▶ Task description
Give the lines of the records from the line with "Every <instance> carries" up to and including the line with "box: [142, 167, 219, 242]" as a JSON list of strings, one string per line, with blank lines left out.

(Stored data)
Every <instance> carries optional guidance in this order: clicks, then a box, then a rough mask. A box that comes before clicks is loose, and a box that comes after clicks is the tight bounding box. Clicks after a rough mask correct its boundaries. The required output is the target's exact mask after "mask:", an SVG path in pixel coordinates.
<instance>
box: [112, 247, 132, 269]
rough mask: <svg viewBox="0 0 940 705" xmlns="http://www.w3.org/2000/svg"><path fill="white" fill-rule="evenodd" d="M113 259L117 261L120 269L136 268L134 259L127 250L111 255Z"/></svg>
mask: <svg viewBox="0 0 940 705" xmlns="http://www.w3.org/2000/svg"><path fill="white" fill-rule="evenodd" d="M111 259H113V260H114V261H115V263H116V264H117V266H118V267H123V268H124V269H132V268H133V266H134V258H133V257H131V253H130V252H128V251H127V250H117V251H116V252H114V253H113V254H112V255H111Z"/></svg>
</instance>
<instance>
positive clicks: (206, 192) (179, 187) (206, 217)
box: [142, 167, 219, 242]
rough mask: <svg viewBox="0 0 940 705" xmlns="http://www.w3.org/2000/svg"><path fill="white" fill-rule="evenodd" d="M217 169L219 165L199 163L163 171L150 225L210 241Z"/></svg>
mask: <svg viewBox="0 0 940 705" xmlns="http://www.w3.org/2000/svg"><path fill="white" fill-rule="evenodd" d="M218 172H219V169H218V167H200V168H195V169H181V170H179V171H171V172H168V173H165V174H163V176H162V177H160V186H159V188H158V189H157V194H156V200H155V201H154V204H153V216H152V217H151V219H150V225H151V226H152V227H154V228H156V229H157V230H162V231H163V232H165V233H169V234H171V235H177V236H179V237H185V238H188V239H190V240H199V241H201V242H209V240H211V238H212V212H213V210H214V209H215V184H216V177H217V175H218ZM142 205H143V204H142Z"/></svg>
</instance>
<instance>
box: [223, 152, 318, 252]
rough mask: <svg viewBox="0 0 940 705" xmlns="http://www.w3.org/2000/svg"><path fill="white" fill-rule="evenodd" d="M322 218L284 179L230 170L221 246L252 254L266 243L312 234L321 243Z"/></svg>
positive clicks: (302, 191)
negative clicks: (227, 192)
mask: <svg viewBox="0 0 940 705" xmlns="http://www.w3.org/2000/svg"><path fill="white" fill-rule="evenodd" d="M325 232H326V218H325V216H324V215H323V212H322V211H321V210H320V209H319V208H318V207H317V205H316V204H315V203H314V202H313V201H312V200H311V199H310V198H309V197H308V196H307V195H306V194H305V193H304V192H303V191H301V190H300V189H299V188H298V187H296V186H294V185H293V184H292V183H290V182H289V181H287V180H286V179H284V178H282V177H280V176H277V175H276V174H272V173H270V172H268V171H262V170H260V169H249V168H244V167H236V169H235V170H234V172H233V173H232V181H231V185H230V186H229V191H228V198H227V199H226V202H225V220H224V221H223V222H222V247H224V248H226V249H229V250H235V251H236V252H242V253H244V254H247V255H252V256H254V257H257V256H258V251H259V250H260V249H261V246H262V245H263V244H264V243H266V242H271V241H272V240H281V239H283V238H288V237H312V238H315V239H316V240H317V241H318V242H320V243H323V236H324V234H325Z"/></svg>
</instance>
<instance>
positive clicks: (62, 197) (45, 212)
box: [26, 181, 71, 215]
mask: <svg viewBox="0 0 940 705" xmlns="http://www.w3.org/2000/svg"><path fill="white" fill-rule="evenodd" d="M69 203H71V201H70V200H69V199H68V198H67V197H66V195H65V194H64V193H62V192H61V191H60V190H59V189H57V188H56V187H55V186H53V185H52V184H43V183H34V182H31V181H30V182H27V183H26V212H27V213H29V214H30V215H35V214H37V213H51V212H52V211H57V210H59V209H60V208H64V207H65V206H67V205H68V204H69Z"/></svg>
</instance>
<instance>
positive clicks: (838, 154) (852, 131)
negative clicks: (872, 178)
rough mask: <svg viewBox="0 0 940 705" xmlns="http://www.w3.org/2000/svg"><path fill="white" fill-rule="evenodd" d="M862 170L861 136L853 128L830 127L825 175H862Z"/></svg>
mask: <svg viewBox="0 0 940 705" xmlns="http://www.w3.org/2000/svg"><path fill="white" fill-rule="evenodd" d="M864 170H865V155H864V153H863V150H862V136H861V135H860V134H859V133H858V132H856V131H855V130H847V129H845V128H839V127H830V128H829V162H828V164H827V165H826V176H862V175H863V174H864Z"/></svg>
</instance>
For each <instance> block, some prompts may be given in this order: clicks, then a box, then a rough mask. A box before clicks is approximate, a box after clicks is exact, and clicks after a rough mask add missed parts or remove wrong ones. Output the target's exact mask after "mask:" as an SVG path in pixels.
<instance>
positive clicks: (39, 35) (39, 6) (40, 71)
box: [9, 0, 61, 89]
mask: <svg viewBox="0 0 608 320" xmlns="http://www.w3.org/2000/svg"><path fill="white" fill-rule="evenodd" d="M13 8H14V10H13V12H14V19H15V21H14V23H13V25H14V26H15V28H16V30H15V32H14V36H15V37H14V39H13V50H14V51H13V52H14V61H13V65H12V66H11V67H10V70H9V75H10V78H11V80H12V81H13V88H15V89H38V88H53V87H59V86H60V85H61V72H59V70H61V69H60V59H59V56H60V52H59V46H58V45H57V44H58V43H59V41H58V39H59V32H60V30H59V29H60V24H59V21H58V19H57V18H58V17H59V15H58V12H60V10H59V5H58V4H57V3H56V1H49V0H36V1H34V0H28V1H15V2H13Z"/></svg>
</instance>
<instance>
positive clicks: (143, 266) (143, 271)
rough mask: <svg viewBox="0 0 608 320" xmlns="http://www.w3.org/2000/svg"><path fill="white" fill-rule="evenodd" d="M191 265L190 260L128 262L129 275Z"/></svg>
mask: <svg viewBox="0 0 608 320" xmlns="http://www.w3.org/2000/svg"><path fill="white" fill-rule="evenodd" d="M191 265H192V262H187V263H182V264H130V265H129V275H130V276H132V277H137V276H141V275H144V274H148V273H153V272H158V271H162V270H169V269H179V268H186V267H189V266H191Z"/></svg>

...

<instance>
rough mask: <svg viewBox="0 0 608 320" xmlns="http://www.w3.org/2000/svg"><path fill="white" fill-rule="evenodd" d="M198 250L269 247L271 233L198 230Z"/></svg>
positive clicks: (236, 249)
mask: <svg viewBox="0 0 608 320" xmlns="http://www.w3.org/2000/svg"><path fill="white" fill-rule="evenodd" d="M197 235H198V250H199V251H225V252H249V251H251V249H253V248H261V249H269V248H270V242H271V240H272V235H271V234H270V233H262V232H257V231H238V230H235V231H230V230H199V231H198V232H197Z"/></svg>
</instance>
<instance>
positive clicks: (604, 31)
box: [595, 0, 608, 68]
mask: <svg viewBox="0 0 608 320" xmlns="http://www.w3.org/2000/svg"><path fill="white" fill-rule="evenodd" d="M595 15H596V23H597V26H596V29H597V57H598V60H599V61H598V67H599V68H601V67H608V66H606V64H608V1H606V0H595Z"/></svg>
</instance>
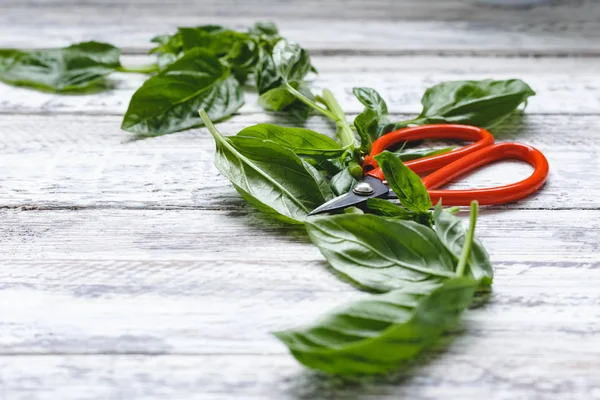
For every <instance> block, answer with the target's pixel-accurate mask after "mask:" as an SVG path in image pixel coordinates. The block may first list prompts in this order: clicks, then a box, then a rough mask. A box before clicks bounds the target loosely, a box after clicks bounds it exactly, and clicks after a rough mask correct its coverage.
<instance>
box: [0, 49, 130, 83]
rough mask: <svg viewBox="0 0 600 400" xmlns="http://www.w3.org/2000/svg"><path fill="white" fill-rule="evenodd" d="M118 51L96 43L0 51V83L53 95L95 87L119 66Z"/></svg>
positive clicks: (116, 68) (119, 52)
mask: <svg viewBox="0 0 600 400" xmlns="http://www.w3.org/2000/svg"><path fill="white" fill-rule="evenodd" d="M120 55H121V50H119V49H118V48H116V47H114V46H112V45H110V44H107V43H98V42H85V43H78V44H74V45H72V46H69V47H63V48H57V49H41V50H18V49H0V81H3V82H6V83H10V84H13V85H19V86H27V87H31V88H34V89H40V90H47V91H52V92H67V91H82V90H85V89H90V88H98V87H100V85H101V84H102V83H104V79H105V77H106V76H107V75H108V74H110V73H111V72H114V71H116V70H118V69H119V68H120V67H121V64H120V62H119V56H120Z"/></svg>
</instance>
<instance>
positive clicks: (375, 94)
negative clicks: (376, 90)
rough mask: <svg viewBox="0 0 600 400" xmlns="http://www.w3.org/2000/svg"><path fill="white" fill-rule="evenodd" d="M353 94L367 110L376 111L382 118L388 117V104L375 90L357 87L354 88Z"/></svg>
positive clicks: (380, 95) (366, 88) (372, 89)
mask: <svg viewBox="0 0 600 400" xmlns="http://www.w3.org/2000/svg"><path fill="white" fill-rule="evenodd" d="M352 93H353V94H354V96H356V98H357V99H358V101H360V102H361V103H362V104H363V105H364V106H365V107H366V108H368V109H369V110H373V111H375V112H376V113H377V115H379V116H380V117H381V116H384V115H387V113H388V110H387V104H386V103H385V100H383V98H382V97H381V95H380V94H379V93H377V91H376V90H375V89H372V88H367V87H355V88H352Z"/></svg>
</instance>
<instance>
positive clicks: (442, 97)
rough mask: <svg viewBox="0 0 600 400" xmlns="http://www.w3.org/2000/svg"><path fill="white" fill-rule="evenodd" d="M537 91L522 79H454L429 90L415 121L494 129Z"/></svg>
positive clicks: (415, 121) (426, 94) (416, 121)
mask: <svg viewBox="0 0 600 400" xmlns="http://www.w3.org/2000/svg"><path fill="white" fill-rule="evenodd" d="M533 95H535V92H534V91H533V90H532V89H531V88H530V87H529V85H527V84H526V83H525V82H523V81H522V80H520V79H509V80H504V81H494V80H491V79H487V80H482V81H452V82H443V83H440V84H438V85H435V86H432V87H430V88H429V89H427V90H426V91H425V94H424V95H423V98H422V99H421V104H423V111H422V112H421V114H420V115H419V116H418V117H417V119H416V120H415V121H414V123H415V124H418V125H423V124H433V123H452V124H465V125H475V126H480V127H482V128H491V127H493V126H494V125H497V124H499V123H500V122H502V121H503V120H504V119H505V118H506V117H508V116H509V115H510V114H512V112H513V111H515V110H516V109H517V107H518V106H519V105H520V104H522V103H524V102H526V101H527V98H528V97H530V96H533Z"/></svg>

▶ Task result
[
  "Every <instance> carries optional guidance in this order: clicks, then a box, then a rough mask. A box that comes before clicks is loose, and a box that comes after clicks is the tight bounding box. Clicks after a rough mask correct its boundaries. The required output is the target's exact mask after \"mask:\", an SVG path in pixel coordinates.",
  "<instance>",
  "box: [112, 247, 132, 269]",
  "rough mask: <svg viewBox=\"0 0 940 705\" xmlns=\"http://www.w3.org/2000/svg\"><path fill=\"white\" fill-rule=\"evenodd\" d=\"M113 259L117 261L120 269L136 268L134 259L127 250L111 255Z\"/></svg>",
  "mask: <svg viewBox=\"0 0 940 705\" xmlns=\"http://www.w3.org/2000/svg\"><path fill=\"white\" fill-rule=\"evenodd\" d=\"M111 259H113V260H114V261H115V263H116V264H117V266H118V267H123V268H124V269H132V268H133V266H134V258H133V257H131V253H130V252H128V251H127V250H117V251H116V252H114V253H113V254H112V255H111Z\"/></svg>",
  "</instance>",
  "<instance>",
  "positive clicks: (206, 192) (179, 187) (206, 217)",
  "box: [142, 167, 219, 242]"
]